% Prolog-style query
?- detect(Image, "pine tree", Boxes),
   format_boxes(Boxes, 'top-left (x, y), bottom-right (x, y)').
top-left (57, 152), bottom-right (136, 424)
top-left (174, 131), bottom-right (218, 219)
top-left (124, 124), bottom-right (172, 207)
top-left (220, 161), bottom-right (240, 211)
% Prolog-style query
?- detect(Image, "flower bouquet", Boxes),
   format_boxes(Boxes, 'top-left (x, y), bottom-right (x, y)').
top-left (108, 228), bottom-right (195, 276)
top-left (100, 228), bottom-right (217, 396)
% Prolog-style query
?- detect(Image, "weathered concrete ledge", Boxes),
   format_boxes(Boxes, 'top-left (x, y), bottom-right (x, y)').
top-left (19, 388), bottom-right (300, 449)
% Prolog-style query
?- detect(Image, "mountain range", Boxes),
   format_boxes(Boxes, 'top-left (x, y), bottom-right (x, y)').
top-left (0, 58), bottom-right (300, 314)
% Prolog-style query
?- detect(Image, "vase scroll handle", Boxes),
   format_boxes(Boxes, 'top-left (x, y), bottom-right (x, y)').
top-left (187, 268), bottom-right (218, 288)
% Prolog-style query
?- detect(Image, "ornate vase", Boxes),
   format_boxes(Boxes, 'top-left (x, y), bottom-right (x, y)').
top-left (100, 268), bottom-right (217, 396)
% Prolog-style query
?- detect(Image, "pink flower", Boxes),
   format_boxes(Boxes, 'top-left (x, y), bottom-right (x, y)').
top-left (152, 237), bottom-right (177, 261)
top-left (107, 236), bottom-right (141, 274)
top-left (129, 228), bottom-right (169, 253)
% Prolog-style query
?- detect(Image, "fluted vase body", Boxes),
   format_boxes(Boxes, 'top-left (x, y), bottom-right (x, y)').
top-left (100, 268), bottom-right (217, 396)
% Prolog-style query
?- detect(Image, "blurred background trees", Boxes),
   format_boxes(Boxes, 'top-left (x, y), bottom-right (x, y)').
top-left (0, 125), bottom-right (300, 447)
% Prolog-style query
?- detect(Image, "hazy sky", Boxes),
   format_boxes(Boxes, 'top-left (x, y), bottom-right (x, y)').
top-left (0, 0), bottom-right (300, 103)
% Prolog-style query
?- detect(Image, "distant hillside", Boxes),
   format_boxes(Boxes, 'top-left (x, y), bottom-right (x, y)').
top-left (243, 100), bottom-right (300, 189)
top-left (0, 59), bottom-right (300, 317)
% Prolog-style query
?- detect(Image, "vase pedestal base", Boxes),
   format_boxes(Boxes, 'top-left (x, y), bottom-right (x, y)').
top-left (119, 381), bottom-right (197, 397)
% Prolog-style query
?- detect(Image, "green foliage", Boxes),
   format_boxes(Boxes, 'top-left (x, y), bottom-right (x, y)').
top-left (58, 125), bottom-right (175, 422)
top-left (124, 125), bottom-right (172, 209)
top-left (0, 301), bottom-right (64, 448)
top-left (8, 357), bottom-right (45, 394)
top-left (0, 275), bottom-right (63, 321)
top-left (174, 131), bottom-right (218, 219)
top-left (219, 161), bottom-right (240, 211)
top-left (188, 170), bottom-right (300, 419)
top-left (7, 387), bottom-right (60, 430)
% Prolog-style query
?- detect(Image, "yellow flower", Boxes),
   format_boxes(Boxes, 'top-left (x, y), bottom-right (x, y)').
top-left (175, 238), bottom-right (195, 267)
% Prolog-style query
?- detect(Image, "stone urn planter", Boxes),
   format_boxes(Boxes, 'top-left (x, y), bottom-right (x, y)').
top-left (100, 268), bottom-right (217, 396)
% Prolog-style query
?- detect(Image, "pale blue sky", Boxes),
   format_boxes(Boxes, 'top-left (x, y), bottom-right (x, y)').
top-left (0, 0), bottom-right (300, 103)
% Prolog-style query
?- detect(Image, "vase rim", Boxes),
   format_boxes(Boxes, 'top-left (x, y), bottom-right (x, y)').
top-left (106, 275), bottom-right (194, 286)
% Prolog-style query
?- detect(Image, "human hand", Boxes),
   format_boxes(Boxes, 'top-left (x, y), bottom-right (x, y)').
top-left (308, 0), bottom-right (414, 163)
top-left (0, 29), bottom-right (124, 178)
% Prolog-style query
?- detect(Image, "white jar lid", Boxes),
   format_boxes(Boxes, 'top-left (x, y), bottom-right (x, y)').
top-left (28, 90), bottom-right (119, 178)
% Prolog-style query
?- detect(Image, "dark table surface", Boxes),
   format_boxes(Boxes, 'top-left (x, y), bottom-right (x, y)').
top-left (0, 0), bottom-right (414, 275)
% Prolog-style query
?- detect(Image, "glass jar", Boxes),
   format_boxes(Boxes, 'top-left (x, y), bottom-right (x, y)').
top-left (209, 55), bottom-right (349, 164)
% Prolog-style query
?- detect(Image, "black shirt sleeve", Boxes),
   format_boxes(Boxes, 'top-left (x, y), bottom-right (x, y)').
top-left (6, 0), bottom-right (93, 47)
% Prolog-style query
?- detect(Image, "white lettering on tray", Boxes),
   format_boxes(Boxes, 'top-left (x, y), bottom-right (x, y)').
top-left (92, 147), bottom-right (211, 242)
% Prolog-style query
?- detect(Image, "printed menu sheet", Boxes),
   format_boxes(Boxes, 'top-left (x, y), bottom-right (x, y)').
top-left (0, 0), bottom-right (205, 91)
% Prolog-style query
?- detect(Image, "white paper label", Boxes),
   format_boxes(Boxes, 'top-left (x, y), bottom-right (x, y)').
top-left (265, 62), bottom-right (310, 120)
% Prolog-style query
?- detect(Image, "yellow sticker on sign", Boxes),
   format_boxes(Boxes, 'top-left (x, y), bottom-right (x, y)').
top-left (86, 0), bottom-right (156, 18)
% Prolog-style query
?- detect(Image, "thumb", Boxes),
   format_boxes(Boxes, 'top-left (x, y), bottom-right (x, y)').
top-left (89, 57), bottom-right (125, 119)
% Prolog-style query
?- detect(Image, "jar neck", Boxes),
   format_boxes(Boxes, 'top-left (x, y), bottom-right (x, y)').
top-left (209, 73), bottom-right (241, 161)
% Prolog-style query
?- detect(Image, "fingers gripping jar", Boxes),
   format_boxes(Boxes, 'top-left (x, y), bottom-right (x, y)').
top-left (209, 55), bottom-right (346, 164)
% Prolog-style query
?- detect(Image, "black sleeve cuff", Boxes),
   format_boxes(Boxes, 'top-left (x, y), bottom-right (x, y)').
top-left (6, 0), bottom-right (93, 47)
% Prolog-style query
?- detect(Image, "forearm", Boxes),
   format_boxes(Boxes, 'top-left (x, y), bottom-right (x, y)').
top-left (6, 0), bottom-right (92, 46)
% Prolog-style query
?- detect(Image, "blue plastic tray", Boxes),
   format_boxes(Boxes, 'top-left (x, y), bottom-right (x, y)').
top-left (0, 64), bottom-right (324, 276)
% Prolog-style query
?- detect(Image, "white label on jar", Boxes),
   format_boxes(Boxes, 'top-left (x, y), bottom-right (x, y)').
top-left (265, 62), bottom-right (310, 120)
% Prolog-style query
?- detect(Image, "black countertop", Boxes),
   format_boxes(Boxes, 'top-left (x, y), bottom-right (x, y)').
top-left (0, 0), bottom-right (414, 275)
--
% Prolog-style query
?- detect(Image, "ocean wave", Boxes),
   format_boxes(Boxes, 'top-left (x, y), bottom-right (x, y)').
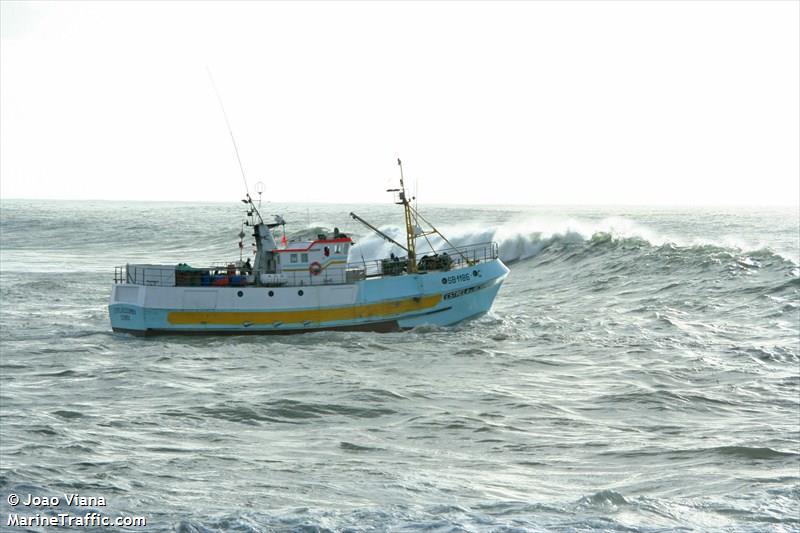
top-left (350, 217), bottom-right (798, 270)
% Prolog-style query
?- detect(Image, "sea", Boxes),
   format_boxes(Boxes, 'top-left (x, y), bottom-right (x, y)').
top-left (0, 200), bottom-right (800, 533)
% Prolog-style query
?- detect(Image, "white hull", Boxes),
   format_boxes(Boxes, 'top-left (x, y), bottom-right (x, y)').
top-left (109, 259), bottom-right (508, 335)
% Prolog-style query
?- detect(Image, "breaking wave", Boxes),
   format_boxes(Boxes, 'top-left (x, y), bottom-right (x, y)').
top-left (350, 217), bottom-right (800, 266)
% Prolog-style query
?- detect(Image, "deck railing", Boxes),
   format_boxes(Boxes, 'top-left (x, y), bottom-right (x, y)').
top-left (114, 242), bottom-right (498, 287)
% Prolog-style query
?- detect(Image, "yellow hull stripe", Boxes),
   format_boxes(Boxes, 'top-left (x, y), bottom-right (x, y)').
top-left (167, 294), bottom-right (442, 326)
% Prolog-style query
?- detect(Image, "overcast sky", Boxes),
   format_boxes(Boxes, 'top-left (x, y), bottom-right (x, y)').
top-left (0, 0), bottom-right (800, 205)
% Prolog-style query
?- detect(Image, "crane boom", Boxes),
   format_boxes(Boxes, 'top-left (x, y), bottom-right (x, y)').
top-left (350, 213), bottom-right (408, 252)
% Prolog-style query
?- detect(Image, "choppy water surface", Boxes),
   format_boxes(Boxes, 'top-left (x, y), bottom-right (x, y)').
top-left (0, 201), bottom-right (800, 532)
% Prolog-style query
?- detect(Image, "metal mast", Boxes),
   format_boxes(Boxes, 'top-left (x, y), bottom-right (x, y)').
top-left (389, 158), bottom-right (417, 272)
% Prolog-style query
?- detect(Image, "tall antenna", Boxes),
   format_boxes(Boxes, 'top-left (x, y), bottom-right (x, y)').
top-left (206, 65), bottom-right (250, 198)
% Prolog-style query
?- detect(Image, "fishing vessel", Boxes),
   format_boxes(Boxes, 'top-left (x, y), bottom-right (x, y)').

(Given task): Pick out and copy every line in the entries above that contains the string "yellow". Case counts, so match only that exact capitalization.

(Correct response):
?- detect(Image, "yellow flower", Boxes),
?- detect(Image, "yellow sticker on sign", Boxes),
?- detect(Image, "yellow hull stripe", Boxes),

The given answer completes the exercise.